| DOCUMENT |
Considering how important build-out requirements have been in 
preventing redlining in cable service and their prominence in Bell 
video franchise negotiations to date, it is essential that Congress 
impose a comparable requirement nationally should it opt for a national 
franchising approach to Bell video service. It is the only way to 
ensure that those families who most need cable rate relief will get it.
    Anti-redlining provisions, comparable to those in Title VI of the 
1934 Communications Act, on their own will be not be sufficient to 
ensure that low-income areas are not excluded from any competitive 
benefits that Bell entry may bring. Title VI anti-redlining provisions 
have only been effective because they exist in tandem with the ability 
of local franchise authorities to require service throughout the 
franchise area over time. Without the ability to require service to the 
entire area, anti-redlining provisions are toothless.
    In the absence of national build-out requirements, Congress should 
require new entrants to provide sufficient financial resources to local 
communities, in addition to reasonable rights-ofway fees paid, for use 
in fostering alternative means of ensuring broadband competition and 
service to the entire community. Those resources could be used to 
establish community broadband networks, competitive commercial services 
to areas underserved by the new entrant, or other means of assistance 
to help low-income consumers access advanced telecommunications 
services at affordable prices and meet local community communications 
needs. In addition, such resources should be provided up-front, or on 
an ongoing basis to facilitate the community's efforts to meet the 
needs of the underserved. That is, under no circumstances should 
national franchising take a wait-and-see approach to build-out. If it 
is not mandated, then communities must have both the right and the 
resources available immediately to begin efforts to serve low-income 
residents. Given AT&T's statements and Verizon's franchising behavior, 
a ``trust us'' approach is unacceptable. Each provider must also be 
subject to reporting requirements that detail where service is being 
provided in the franchise area and to how many households. Without 
adequate data, there can be no enforceable assessment of 
discrimination.
    Additionally, Congress must prohibit preemption of community 
broadband projects. At the same time as Verizon and AT&T tout the 
benefits of competition in cable, they are aggressively trying to 
foreclose it in broadband by seeking state preemption of community 
broadband projects that promise to bring a third competitor into some 
markets. Cable and DSL providers control almost 98 percent of the 
residential and small-business broadband market. And since there are no 
``open access'' requirements for telephone and cable companies to lease 
their broadband lines, the only opportunities for true competition in 
broadband are new broadband providers using their own lines or 
facilities. Community broadband service may be one of the few remaining 
opportunities for a third competitor in high-speed Internet over which 
all media--TV, telephone, radio and the Web--will eventually be 
delivered. Where the Bells fail to offer high-speed Internet and 
Internet-based video services, it is essential that communities be able 
to step in and fill that gap. Even where service is provided, the 
potential threat of a third provider can help discipline prices.

| MATERIAL |
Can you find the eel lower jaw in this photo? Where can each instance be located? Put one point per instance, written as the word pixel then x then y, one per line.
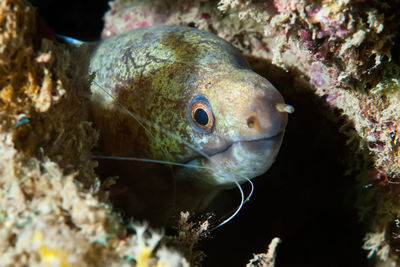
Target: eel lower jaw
pixel 254 145
pixel 242 158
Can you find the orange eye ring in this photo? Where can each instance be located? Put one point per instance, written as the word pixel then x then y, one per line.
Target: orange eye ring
pixel 201 114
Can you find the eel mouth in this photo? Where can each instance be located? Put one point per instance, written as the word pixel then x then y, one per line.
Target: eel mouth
pixel 256 146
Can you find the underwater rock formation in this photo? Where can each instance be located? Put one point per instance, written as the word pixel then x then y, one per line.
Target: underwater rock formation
pixel 55 210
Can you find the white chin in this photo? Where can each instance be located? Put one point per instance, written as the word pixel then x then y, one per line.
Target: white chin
pixel 241 160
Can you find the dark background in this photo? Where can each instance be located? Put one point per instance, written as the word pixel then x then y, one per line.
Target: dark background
pixel 304 198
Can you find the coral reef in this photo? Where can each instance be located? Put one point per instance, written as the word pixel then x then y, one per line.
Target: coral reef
pixel 52 209
pixel 55 211
pixel 342 48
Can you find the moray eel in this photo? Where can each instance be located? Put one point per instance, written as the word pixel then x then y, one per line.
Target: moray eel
pixel 178 94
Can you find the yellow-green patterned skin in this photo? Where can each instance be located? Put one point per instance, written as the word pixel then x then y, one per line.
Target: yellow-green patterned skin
pixel 155 73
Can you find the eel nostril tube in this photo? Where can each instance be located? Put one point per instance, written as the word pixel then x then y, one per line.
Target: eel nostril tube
pixel 251 122
pixel 284 108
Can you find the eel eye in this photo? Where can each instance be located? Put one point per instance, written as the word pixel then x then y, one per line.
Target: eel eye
pixel 201 114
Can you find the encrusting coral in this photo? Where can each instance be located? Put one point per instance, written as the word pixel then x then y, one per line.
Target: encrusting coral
pixel 342 48
pixel 53 210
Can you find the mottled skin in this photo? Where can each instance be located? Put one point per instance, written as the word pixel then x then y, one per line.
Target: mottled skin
pixel 155 72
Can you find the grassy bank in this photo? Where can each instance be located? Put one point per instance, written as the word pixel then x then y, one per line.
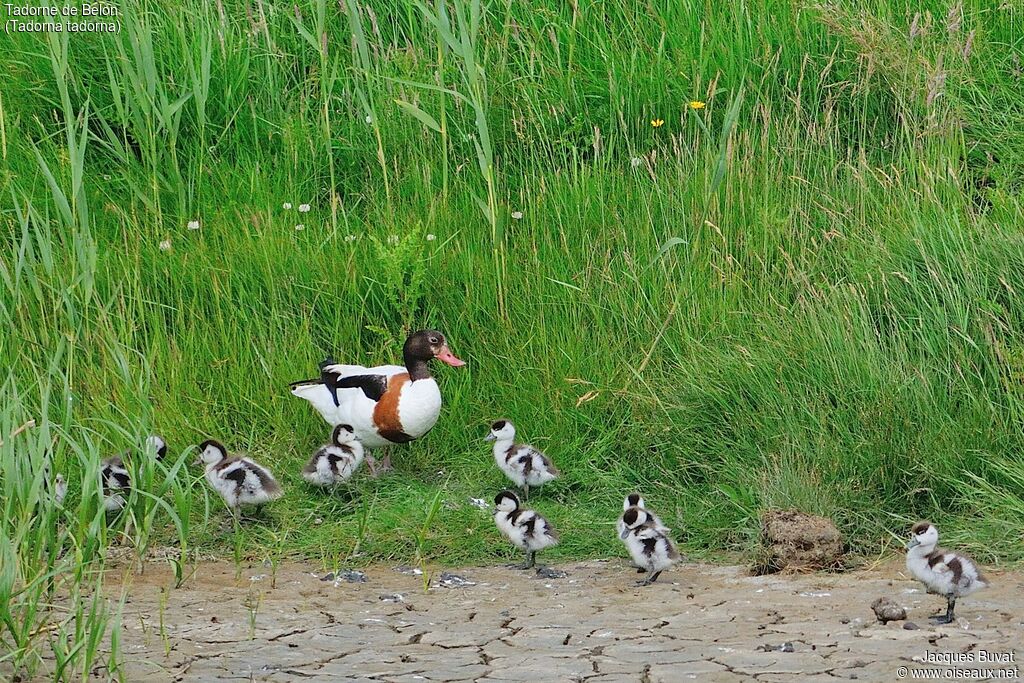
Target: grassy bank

| REQUIREMENTS |
1. For each statement (a), (b), (c), decide whether it agrees with the text on Bell video franchising. Answer yes or no and quote the words from the text that settle it.
(a) Cable and DSL providers hold nearly all of the residential and small-business broadband market.
(b) Anti-redlining provisions are effective even when local authorities cannot require service to the entire area.
(c) National franchising should take a wait-and-see approach to build-out.
2. Write the next part of the text on Bell video franchising, beginning after its final sentence.

| TASK RESPONSES |
1.
(a) Yes: "Cable and DSL providers control almost 98 percent of the residential and small-business broadband market."
(b) No: "Without the ability to require service to the entire area, anti-redlining provisions are toothless."
(c) No: "under no circumstances should national franchising take a wait-and-see approach to build-out."

2.
Lowering Costs to Subscribers
    Because the presence of actual facilities-based, video providers 
has lowered prices in markets where competition exists, there is reason 
to believe that a comparable effect will be experienced when the Bells 
enter previously monopoly markets. But Congress should be skeptical 
that a national franchise for Bell entrants will necessarily reduce 
prices for an entire franchise area when the new entrant offers service 
to just part of it. Dominant cable providers are exempt from the 
statutory requirement for a uniform rate structure throughout the 
franchise area when a competitor offers service to just half of that 
area and when at least 15 percent of those offered the competitive 
service actually subscribe to it. That provides the opportunity for the 
incumbent cable provider to lower rates where competitive services are 
offered and raise them in unserved areas. Underserved consumers would 
then be hit twice--they will not have the benefit of a second choice 
for video subscription services and they may be faced with higher cable 
rates.
Meeting Community Needs
    In addition to nationally imposed build-out requirements or, in 
lieu of those requirements, significant financial resources for 
communities to offer their own broadband services, any national 
approach to franchising must retain, at a minimum, provider obligations 
to serve local communities by requiring national obligations for:

   Institutional Networks: Title VI of the Communications Act 
        of 1934 provides for local government requirements that 
        schools, libraries and government buildings be connected 
        through the cable network by allowing for the creation of 
        institutional networks (I-Nets). Any national franchise should 
        provide either financial resources or provider obligations to 
        provide for I-Nets.

   Local, Independent and Diverse Programming: Title VI also 
        provides that franchising authorities may ``assure that cable 
        systems are responsive to the needs and interests of the local 
        community'' including Public, Education and Government (PEG) 
        access channels. Any national franchise should provide 
        comparable provisions to ensure that community needs are met 
        and to provide for both capacity and resources for PEG 
        channels.

   Local Consumer Protection: Title VI authorizes franchise 
        authorities to establish consumer protections and technical 
        qualifications to ensure that consumers get the service they 
        are promised. These local consumer protections must be retained 
        in any national approach. Consumers must have a means for 
        timely and local resolution of complaints against their service 
        providers. Federalizing consumer protection is neither workable 
        nor acceptable. The Federal Communications Commission is ill-
        equipped to address billing, services and outages complaints. 
        Customer service, the process for resolving complaints, 
        reporting requirements and accountability of providers to 
        officials must remain local, with appropriate and meaningful 
        sanctions for violations.

   Local Control over Rights of Way and Appropriate 
        Compensation for Their Use: It is essential that localities 
        retain full control over management of their rights of way. 
        Note that Verizon has already negotiated agreements with many 
        localities for a five percent franchise fee plus additional 
        contributions for community needs. If a national franchising 
        process is to replace local control, it is essential to ensure 
        that national minimums are placed both on the franchise fee and 
        additional resources to meet community needs.

True Competition Requires Prohibition on Programmer Tying 
        Arrangements
    In order for true price competition to emerge in multichannel video 
markets, Congress must address anticompetitive tying requirements 
imposed by dominant media companies.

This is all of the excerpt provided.